DATA PROVIDED:
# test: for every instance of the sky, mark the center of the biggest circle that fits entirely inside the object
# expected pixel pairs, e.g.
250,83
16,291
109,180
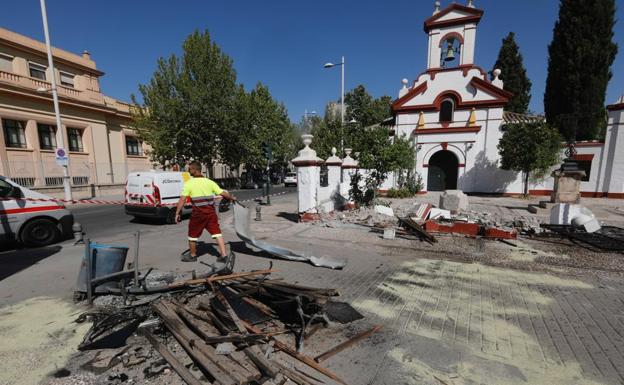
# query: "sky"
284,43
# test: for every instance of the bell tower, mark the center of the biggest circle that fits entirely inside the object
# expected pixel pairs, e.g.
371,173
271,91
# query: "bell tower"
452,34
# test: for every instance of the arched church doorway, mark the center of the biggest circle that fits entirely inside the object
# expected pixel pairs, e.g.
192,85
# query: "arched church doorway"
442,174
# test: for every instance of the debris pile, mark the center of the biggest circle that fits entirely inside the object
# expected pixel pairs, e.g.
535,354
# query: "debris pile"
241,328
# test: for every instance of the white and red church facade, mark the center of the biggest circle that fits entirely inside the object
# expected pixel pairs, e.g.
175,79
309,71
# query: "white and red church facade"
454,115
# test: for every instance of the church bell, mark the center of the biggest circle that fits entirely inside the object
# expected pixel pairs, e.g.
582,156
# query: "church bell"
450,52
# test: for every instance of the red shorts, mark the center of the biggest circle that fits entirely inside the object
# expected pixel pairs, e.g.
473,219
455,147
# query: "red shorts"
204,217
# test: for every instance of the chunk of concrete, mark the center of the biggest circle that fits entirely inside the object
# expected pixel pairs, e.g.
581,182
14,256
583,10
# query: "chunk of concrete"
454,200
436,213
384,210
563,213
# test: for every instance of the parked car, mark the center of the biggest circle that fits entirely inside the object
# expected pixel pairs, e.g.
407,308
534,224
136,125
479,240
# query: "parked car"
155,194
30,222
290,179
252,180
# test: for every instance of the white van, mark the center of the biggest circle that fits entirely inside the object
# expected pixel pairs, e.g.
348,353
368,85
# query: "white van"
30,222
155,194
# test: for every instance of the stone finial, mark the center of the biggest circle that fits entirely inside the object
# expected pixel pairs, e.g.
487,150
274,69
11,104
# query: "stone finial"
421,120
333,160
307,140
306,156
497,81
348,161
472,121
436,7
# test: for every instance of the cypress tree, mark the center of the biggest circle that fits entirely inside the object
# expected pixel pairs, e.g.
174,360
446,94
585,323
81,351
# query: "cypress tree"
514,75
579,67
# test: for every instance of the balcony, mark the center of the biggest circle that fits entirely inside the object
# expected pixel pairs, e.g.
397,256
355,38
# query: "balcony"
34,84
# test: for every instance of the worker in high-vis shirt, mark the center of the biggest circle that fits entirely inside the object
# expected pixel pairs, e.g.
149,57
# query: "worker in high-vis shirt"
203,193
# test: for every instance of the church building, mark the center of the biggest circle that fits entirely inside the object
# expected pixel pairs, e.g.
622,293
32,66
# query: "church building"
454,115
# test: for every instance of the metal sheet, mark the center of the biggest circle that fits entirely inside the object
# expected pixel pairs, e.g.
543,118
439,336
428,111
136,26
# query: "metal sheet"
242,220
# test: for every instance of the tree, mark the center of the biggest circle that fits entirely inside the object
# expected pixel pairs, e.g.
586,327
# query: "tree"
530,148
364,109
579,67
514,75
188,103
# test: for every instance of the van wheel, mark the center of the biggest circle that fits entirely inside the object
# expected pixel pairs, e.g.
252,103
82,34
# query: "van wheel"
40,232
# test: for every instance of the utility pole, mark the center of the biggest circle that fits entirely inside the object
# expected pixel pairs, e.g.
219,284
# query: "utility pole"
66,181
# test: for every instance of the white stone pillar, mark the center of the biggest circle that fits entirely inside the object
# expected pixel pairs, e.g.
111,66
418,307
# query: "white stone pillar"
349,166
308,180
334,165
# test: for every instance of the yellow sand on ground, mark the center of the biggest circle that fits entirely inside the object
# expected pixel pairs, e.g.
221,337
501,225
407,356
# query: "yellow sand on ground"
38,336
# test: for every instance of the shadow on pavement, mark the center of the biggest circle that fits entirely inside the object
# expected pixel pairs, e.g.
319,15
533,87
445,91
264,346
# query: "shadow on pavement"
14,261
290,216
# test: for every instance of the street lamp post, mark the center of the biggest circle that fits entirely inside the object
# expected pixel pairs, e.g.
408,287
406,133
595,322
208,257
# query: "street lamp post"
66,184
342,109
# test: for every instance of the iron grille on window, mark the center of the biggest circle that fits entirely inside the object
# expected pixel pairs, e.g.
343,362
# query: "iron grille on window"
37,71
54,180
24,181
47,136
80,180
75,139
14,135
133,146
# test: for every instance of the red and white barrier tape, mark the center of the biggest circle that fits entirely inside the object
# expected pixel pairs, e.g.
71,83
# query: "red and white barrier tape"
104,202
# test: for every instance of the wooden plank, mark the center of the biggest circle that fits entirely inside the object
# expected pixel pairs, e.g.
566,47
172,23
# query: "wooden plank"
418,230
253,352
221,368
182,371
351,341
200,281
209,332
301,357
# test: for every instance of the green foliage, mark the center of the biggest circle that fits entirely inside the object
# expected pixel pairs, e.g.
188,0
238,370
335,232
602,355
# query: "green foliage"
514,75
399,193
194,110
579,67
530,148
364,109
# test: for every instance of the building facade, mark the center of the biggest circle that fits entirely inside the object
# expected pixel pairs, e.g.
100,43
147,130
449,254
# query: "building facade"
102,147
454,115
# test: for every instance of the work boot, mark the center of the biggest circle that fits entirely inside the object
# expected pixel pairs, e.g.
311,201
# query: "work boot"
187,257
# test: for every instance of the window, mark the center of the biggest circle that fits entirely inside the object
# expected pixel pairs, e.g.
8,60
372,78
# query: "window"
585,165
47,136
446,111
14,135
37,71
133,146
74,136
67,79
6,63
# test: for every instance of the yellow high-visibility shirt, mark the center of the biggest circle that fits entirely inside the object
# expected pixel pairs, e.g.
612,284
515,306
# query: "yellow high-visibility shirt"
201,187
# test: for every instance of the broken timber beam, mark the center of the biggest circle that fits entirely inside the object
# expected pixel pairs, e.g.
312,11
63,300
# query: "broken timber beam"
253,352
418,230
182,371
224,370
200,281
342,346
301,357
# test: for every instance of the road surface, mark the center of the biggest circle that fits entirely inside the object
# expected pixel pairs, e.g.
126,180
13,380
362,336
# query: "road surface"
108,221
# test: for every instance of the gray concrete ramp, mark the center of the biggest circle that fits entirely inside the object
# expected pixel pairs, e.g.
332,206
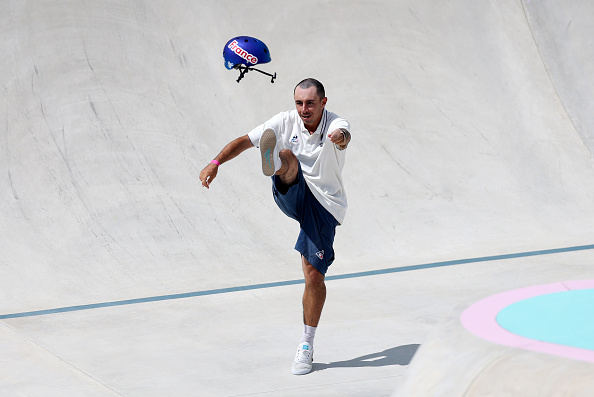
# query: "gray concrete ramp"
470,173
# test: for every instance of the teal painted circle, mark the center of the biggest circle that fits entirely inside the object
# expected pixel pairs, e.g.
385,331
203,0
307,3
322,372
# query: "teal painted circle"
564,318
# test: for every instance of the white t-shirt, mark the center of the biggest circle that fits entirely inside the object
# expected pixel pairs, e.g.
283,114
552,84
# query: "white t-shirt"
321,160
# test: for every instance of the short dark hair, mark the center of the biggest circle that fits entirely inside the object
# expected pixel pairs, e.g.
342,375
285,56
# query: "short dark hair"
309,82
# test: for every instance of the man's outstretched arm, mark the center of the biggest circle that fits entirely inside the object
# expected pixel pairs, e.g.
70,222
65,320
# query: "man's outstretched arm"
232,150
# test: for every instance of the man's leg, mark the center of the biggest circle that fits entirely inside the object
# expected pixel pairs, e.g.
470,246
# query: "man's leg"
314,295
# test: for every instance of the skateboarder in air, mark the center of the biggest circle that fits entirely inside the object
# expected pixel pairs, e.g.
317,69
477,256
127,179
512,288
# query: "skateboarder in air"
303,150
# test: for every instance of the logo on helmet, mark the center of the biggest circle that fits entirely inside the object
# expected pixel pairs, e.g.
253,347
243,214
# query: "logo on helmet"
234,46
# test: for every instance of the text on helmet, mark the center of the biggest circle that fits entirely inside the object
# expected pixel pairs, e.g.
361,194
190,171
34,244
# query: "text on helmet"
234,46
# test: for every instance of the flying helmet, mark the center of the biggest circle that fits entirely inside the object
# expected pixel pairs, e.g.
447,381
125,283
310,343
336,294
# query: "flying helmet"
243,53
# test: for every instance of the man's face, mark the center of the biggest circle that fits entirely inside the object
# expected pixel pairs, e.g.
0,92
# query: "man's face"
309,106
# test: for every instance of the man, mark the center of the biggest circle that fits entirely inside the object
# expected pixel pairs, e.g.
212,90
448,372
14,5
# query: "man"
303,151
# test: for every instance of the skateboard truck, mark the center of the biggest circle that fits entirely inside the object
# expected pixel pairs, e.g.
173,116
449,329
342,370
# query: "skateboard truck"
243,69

AIM OF THE EXERCISE: From the line containing "# test: for every instance of the short" through the final line of the listing above, retype every line exactly; leave out everything else.

ANSWER TO THE PROBLEM:
# test: for every instance of the short dark hair, mark the center of the biggest circle that fits entirely inside the object
# expected pixel pairs, e.g.
342,375
285,56
# query: "short dark hair"
309,82
# test: for every instance of the man's outstretched arm, mark the center of the biggest circle that fits entirely inside the object
# expected pixel pairs, e.g.
70,222
65,320
# query: "man's outstretched arm"
232,150
# test: for every instance of the man's leg, mark the center of the biggest circle that fits entirely inside the object
# expected pixel pairs, e.g.
470,246
# query: "man's leg"
314,295
# test: for every instance of the skateboarder in air, mark the center of the biggest circle that fits entirely inside the object
# expected pixel pairs, e.g.
317,69
477,256
127,179
512,288
# query: "skateboarder in air"
303,150
# test: for every instance of the logo on helmet, mark the center of the biggest circle that fits entirely inside the object
# expected pixel pairs, e.g.
253,347
243,214
# query: "logo on helmet"
234,46
# test: for every instance of the text on helmet, mark the center of the biggest circle that fits entirely inside the object
# expected pixel pairs, e.g.
361,194
190,171
34,244
# query: "text on helmet"
234,46
# test: for every instance of the flying helmet, mark the center of the biggest circle that fits entirely inside the object
# expected pixel pairs, e.g.
447,381
125,283
310,343
336,294
# query: "flying helmet"
243,53
# test: for every instance of the man's face, mark the center of the biggest circle that fits entirely inside the object
# expected pixel pairs, e.g.
0,92
# query: "man's face"
309,106
# test: for every instance of the man, mark the center of the biggest circle that fits entirely inside the object
# expected pixel pairs, e.g.
212,90
448,372
14,5
# query: "man"
303,151
# test: for every instance of the skateboard truck, mark the center of the biggest circle that fits entirely inside the object
# expected pixel pairs, e.g.
173,116
449,329
342,370
# query: "skateboard truck"
243,69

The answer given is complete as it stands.